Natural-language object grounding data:
Segment Open

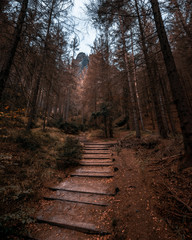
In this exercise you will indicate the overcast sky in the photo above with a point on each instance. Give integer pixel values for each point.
(84, 28)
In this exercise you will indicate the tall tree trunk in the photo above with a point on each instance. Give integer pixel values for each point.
(182, 20)
(159, 118)
(183, 108)
(129, 69)
(5, 71)
(137, 100)
(37, 85)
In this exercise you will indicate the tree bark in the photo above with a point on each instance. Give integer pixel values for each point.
(38, 81)
(159, 118)
(5, 71)
(183, 108)
(129, 69)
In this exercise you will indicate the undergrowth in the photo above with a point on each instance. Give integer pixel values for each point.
(69, 154)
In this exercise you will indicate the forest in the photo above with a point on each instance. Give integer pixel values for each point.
(134, 89)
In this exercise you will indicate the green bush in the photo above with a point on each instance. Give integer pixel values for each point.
(69, 154)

Segment Closed

■ Task description
The answer should consist only of the lines from the one with "In this exercise you will indicate the undergrowth" to the final line of the records above, retyped word for word.

■ Response
In this exercise you will indicate the undergrowth in the photo above with a point on each instance. Give integer pixel values for each point.
(69, 154)
In this exercise you will indicate the forest in the photo above with a point on each instance. Give integer pixel values for each point.
(134, 89)
In this exercise you will indicate the green bush in the photo above with a point on each instance. Give integer pixel values for each point.
(69, 154)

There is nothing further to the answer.